Exercise directions: Give again, word for word, each line below starting at the one that contains "Query: raised hand" and ending at the one that contains "the shirt collar".

(Records from a collection)

┌──

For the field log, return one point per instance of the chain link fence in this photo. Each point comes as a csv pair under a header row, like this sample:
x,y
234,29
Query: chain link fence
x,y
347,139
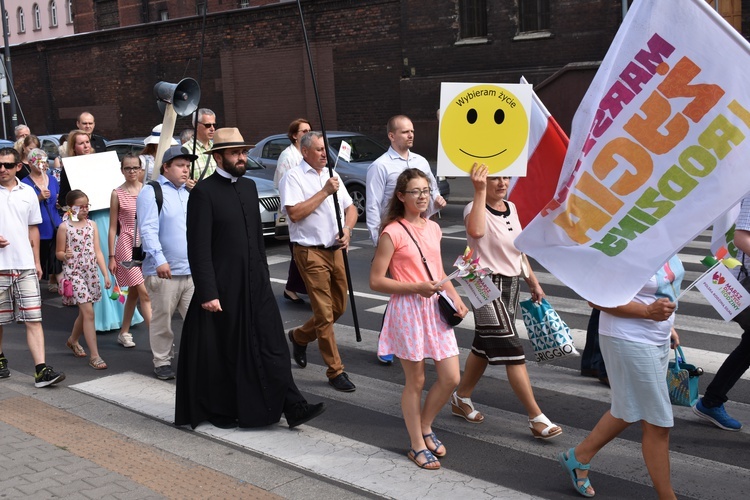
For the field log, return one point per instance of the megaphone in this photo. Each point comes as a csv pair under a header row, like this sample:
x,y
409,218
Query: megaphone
x,y
183,96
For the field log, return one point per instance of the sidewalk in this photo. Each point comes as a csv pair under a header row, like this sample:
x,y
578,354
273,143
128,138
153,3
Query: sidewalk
x,y
58,442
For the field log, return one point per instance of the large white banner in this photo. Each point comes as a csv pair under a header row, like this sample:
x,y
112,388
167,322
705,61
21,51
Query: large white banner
x,y
659,149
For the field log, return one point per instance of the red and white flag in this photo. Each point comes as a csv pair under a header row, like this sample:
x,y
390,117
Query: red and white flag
x,y
547,146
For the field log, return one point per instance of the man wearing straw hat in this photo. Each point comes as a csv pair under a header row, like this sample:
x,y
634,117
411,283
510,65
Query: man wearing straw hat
x,y
234,367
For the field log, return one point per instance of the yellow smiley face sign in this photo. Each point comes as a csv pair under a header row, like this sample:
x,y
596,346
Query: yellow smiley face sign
x,y
484,123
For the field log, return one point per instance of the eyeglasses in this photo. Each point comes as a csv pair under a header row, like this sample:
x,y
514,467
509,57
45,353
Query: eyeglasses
x,y
419,192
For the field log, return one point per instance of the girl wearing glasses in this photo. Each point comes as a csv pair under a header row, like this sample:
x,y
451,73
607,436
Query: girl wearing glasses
x,y
78,248
412,326
122,226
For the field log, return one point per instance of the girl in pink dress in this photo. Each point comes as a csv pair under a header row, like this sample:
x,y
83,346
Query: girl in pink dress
x,y
122,211
78,249
412,327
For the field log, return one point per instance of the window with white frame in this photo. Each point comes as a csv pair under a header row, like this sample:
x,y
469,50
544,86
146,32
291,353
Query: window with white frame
x,y
533,15
53,14
472,16
21,20
37,17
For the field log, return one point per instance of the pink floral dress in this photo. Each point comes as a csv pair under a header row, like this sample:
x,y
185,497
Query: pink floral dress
x,y
412,327
81,269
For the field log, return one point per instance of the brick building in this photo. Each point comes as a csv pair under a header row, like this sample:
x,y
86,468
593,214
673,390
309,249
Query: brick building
x,y
373,59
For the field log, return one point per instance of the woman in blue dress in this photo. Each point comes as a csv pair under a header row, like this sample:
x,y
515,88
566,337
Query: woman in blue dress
x,y
107,313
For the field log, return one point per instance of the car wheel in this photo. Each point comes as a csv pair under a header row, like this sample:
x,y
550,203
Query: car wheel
x,y
358,197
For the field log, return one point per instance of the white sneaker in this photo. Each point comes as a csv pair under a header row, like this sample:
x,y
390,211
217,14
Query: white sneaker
x,y
126,340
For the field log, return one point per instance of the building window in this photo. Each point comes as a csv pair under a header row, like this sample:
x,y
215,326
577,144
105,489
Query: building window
x,y
21,21
53,14
37,17
107,14
533,15
472,15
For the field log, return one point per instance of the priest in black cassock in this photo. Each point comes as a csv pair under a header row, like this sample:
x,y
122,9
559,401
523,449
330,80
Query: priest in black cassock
x,y
234,366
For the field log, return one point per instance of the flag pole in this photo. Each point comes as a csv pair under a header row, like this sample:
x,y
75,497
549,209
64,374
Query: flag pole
x,y
330,172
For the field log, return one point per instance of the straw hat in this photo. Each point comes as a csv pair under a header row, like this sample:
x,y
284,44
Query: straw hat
x,y
154,137
226,138
177,152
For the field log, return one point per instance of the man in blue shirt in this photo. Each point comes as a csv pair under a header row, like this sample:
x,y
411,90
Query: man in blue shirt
x,y
166,271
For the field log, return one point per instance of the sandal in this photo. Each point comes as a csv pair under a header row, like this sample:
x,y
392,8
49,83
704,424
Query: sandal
x,y
472,415
547,433
430,463
437,444
570,464
77,349
97,363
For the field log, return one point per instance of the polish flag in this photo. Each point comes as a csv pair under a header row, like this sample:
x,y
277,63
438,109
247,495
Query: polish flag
x,y
547,146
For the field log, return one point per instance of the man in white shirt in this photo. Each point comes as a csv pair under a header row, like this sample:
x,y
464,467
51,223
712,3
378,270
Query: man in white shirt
x,y
20,269
382,176
306,198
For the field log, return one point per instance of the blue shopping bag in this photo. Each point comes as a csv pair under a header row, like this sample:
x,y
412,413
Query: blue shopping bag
x,y
682,380
549,335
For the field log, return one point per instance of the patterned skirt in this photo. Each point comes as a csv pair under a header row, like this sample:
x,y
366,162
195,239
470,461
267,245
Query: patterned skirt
x,y
495,335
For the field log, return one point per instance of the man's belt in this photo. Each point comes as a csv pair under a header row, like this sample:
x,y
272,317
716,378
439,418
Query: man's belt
x,y
320,247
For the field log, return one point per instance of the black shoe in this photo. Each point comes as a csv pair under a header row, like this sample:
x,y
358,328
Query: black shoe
x,y
164,372
223,422
48,376
302,412
342,383
299,351
4,371
294,301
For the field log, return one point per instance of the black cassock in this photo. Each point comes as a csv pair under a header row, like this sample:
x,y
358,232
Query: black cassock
x,y
234,363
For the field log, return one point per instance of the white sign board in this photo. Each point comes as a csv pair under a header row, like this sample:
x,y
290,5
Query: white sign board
x,y
96,175
723,292
484,123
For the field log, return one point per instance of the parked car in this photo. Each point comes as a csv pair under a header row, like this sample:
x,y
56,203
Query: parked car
x,y
268,198
353,173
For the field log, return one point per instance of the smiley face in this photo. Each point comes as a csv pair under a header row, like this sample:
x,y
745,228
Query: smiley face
x,y
485,124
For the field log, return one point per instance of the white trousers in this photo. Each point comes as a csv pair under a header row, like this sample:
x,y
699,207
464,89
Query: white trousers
x,y
167,296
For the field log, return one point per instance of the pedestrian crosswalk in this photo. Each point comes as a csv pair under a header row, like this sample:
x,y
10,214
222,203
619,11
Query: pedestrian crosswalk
x,y
385,471
499,458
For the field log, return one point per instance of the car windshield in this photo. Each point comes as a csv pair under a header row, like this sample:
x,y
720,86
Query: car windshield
x,y
364,149
253,165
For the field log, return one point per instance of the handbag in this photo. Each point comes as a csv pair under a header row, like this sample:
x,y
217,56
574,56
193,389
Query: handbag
x,y
138,255
682,380
65,288
447,309
549,335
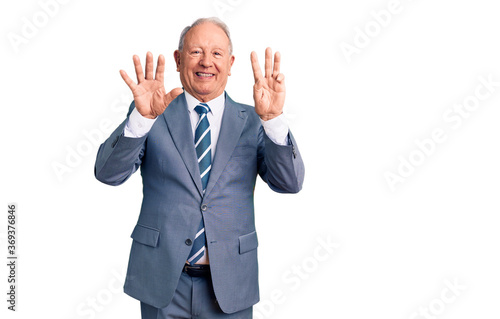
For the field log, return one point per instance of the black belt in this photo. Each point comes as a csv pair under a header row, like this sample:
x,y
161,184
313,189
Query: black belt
x,y
197,270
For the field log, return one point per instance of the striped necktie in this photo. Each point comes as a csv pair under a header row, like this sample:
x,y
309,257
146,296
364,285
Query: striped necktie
x,y
202,143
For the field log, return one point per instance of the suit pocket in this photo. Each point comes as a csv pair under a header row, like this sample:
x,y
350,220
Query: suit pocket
x,y
146,235
248,242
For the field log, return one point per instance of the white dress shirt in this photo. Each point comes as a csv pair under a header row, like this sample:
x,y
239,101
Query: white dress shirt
x,y
276,129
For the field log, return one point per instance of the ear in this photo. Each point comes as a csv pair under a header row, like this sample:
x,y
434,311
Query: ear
x,y
231,63
177,58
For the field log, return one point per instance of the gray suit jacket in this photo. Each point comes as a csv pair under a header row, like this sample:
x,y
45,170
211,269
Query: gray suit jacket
x,y
173,201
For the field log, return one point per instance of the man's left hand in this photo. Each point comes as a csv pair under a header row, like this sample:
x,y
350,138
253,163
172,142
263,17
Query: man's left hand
x,y
269,90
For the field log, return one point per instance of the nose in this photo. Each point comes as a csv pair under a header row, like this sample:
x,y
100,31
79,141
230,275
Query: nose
x,y
205,61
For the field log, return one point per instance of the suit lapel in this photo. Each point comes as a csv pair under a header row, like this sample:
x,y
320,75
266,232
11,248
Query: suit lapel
x,y
179,125
233,121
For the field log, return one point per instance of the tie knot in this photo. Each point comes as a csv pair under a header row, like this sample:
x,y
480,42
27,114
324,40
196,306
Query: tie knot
x,y
202,108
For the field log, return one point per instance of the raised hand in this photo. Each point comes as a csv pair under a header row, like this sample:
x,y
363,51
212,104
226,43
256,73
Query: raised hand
x,y
149,93
269,90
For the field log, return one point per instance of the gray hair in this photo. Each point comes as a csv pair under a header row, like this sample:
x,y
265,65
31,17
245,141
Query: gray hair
x,y
218,22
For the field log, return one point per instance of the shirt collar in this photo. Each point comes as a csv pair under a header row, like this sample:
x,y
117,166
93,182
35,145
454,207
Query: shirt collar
x,y
216,105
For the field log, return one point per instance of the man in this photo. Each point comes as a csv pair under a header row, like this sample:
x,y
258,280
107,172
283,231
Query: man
x,y
194,250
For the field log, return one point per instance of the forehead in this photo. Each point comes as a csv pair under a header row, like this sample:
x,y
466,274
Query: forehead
x,y
206,35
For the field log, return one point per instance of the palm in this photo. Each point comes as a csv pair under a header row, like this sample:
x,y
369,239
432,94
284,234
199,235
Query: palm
x,y
269,90
149,93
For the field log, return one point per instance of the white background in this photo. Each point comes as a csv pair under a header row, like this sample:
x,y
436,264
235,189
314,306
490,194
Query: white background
x,y
395,249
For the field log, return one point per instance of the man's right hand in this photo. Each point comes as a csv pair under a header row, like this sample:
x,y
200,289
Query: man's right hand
x,y
149,93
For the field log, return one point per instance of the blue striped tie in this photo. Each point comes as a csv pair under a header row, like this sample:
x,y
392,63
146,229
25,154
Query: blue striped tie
x,y
202,142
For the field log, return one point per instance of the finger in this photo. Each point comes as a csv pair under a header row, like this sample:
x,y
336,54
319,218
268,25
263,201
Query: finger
x,y
268,64
160,68
170,96
138,69
149,66
257,73
258,86
277,62
280,78
127,80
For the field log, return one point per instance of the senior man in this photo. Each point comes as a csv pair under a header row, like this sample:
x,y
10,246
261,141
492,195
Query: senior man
x,y
194,249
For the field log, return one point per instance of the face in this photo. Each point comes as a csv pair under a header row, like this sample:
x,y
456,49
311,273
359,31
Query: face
x,y
205,62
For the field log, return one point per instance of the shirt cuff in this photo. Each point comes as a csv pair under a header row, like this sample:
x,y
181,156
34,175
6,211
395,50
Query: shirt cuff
x,y
137,125
276,129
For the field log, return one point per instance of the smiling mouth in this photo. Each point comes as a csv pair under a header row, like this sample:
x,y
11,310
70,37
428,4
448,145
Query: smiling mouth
x,y
204,75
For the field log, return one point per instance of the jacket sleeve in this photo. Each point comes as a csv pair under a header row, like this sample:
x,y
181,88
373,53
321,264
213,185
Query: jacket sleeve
x,y
119,156
281,167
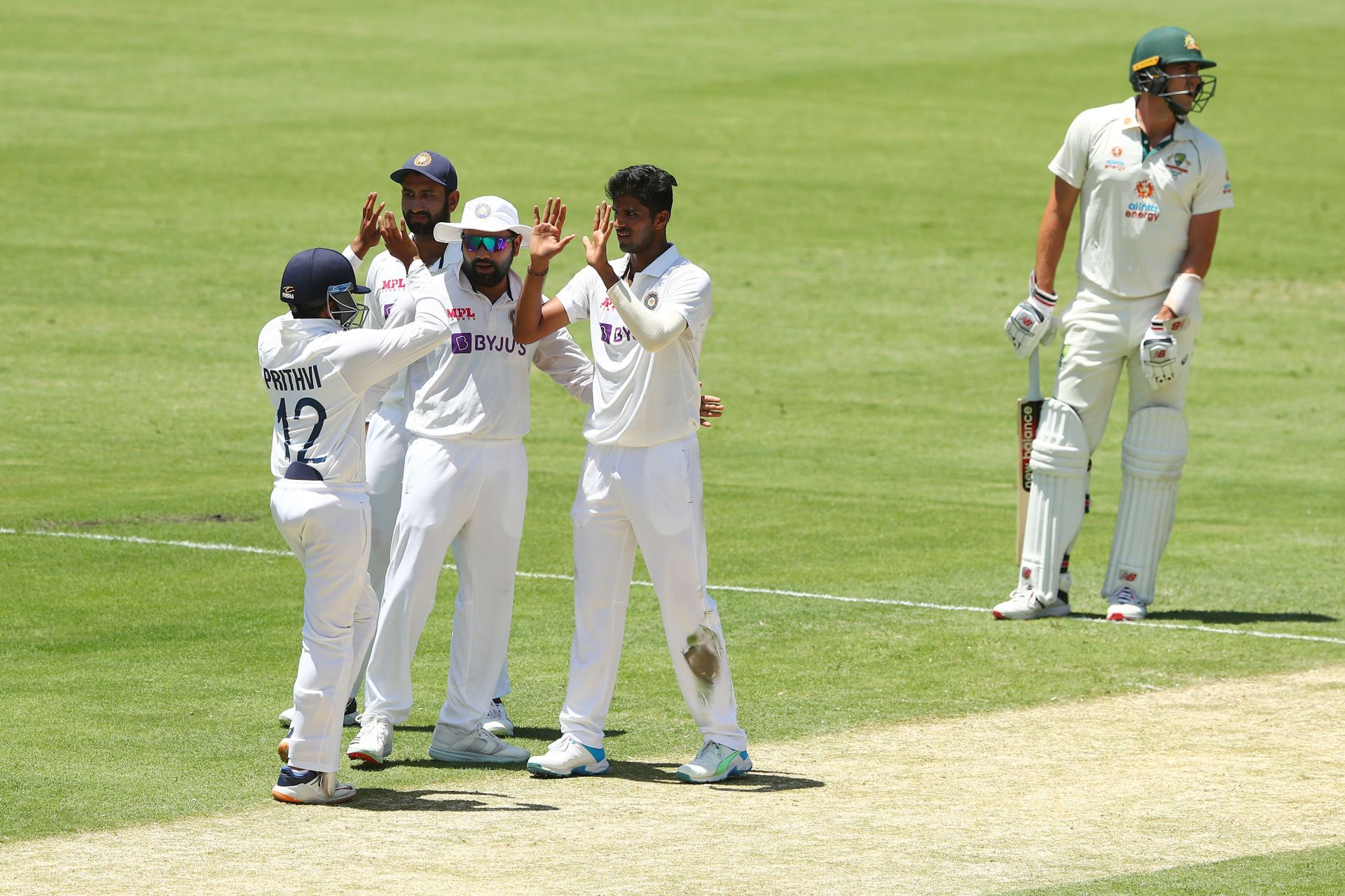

└──

Output for this task:
Query: raised hand
x,y
149,93
269,90
For the field log, return one point per instance of the gray hair in this photo. Each point comes as a csv pair under a header row, like this sample:
x,y
265,65
31,17
245,141
Query: gray hair
x,y
218,22
For the field log, return one point per instance of the shirt collar in this photo. Each point comes as a csv pair under a header row, like this sample:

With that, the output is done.